Semesta menua. Ada kita di dalamnya.
Ada apa di dalam kita? Ada rasa. Ada jiwa. Ada cinta.
Seiring langkah kaki yang terus berpacu mengejar matahari,
kita; manusia, menggoreskan kisahnya sendiri-sendiri dengan tinta tak kasat
mata. Itulah karenanya, mengapa kita tak bisa melihat bagaimana orang lain
menikmati ceritanya, kecuali jika mereka mau membaginya.
Juga saya, yang ingin membagi sedikit kisah meski hanya
remah-remah. Atau lebih kepada janji di tahun lalu, bahwa akan ada goresan
kisah yang dituang dengan tinta virtual ini. Lama menghilang, bukan karena
ingin menutupnya rapat atau menelan semuanya sendiri hingga tandas tak tersisa.
2014 menjadi tahun yang luar biasa mampu membawa saya pada
banyak kenangan. Tak banyak resolusi yang terwujudkan. Yang ada malah air mata
berderai karena terlalu banyak merasa kehilangan.
Tahun yang membuat pandangan saya melihat orang-orang di
sekitar saya silih beranti. Yang lama berlalu dan yang baru datang. Lebih dari
30 orang jumlahnya. Terlebih juga melibatkan orang-orang penting dalam hidup
saya setahun belakangan ini: Ibu Sri Kunmaryati (Juli 2014) dan Kak Adhi Gamayandra
(Desember 2014).
Terkadang saya berpikir, sepertinya saya lebih senang
memiliki teman tak banyak, tapi solid. Daripada terus bertambah, yang dulu hilang,
yang menggantikan tak bisa menjalankan peran sesuai harapan. Harapan siapa?
Harapan saya. Tapi dunia (masih) terus berputar. Ditinggalkan dan dipertemukan
akan menjadi hal yang harus bisa saya terima.

> [CUPLIKAN DATA]:
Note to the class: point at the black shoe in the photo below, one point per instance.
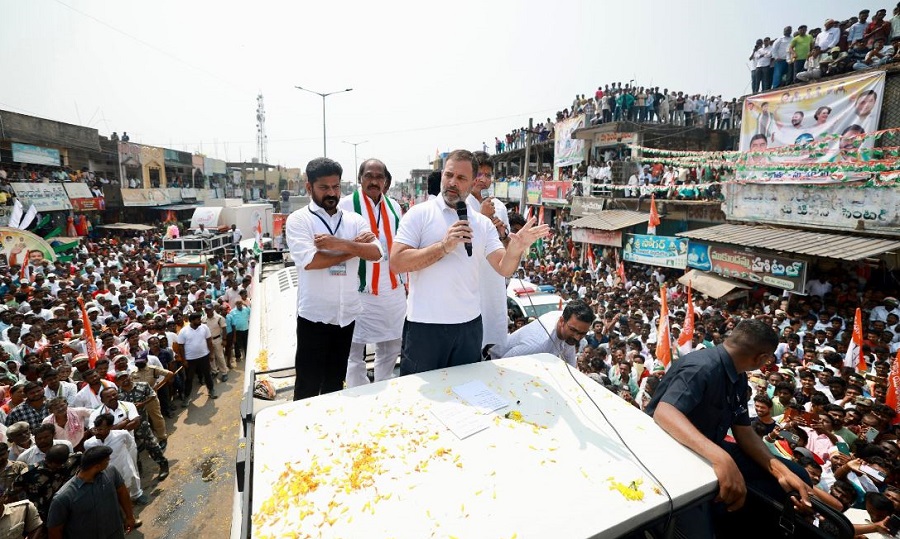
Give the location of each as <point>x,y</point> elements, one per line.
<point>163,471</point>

* * *

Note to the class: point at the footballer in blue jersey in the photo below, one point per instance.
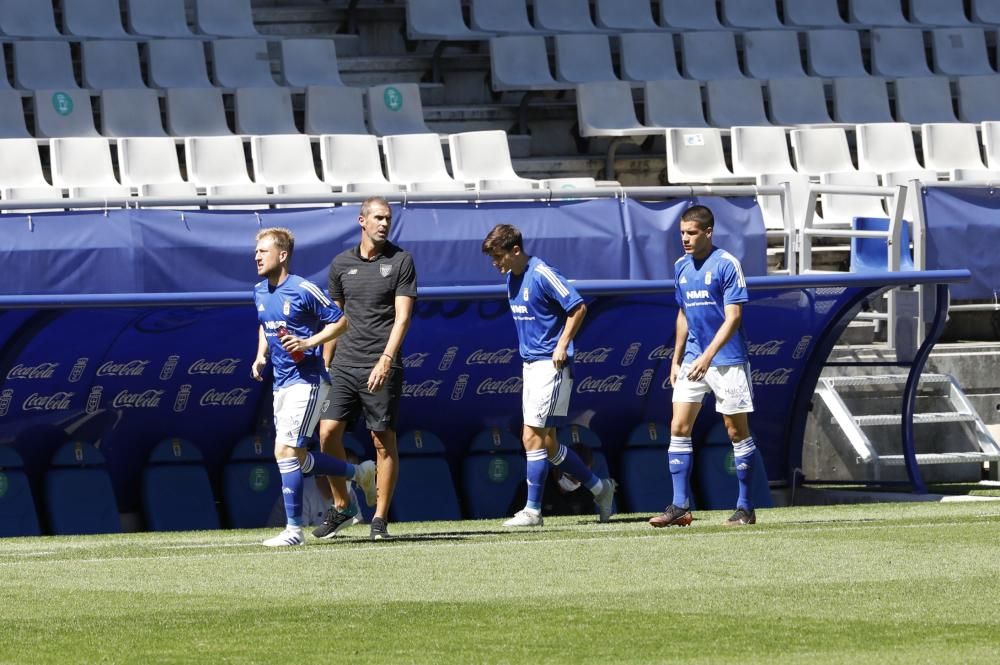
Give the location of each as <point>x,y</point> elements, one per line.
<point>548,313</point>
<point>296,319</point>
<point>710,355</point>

--

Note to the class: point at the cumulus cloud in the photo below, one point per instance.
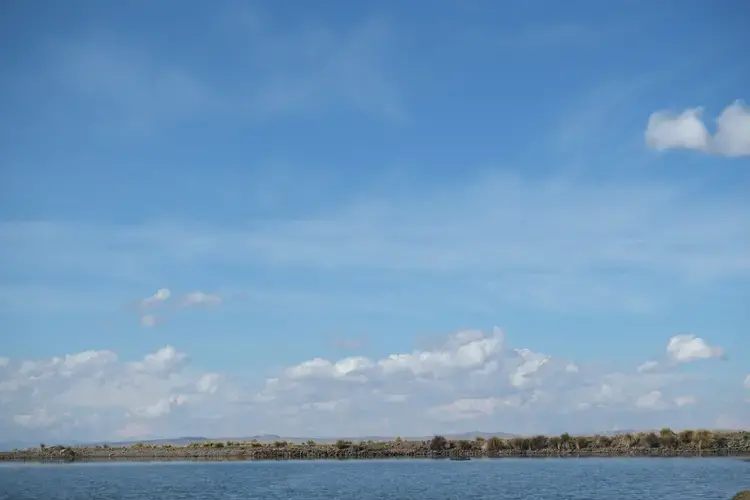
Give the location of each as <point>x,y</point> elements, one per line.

> [TUJUAN TUGAS 1]: Salin bagian teks renungan tahun 2014 yang dimulai pada "Semesta menua. Ada" dan berakhir pada "tandas tak tersisa." tanpa mengubah apa pun.
> [TUJUAN TUGAS 2]: Menurut teks renungan tahun 2014, berapa jumlah orang yang silih berganti di sekitar penulis pada tahun itu?
> [TUJUAN TUGAS 3]: Teruskan teks renungan tahun 2014 mulai setelah kalimat terakhirnya.
Baris-baris data itu merupakan bahan tersendiri yang terpisah dari teks renungan tahun 2014.

> [JAWABAN BENAR 1]:
Semesta menua. Ada kita di dalamnya.
Ada apa di dalam kita? Ada rasa. Ada jiwa. Ada cinta.
Seiring langkah kaki yang terus berpacu mengejar matahari,
kita; manusia, menggoreskan kisahnya sendiri-sendiri dengan tinta tak kasat
mata. Itulah karenanya, mengapa kita tak bisa melihat bagaimana orang lain
menikmati ceritanya, kecuali jika mereka mau membaginya.
Juga saya, yang ingin membagi sedikit kisah meski hanya
remah-remah. Atau lebih kepada janji di tahun lalu, bahwa akan ada goresan
kisah yang dituang dengan tinta virtual ini. Lama menghilang, bukan karena
ingin menutupnya rapat atau menelan semuanya sendiri hingga tandas tak tersisa.

> [JAWABAN BENAR 2]: Lebih dari 30 orang.

> [JAWABAN BENAR 3]:
Tahun lalu saya membuat target, bahwa di bulan Juni saya
ingin berjilbab. Sadar masih banyak kekurangan dalam berperangai, mungkin
jilbab sedikitnya bisa menjadi benteng bagi saya. Memasuki Juni 2014 saya masih
belum mengenakannya. Hingga tepat pada hari terakhir di bulan itu, saya
mengenakannya. Bismillah, mudah-mudahan istiqamah.
Tak banyak peristiwa yang saya ingat di tahun ini. Mungkin
karena saya tidak menuliskannya. Salah satu yang saya ingat, saya tidak minum
soda setetespun di tahun kemarin. Tidak penting? Oh, tentu saja penting bagi
saya. Rasanya senang berhasil menahan diri dari apa yang ingin saya hindari.
Mungkin yang paling menyenangkan adalah, di akhir tahun ini
saya sudah mampu melunasi utang bekas
biaya pendidikan yang (menurut saya) besar jumlahnya. Membuat bulan demi bulan
terasa berat dan penat untuk dijalani. Alhamdulillah. Mudah-mudahan untuk ke
depannya bisa saya sisihkan untuk menabung dan membantu orang tua. Aamiin.
Apalagi? Asmara?
Masih dengan orang yang sama seperti tahun lalu. Meski
mungkin tak semanis dulu. Untuk sekarang kami disibukkan mengejar cita-cita
kami masing-masing. Mengumpulkan seserpih demi seserpih mimpi yang sempat
diporakporandakan keadaan dan digilas roda bernama waktu. Tak apa. Jika kami
berhasil mewujudkannya, keyakinan kami adalah satu; merasakan manisnya hidup
yang jauh lebih manis dari apa yang pernah kami kecap sebelumnya.
Aamiin.
Yang jelas rasa syukur terucap. Masih diberi kesempatan
untuk merasakan keberadaan hidup di dunia. Menjalani hari dengan orang-orang
terkasih. Diberi sehat. Diberi rejeki. Sungguh Allah Maha Baik, trmasuk kepada
saya umatnya yang nista ini.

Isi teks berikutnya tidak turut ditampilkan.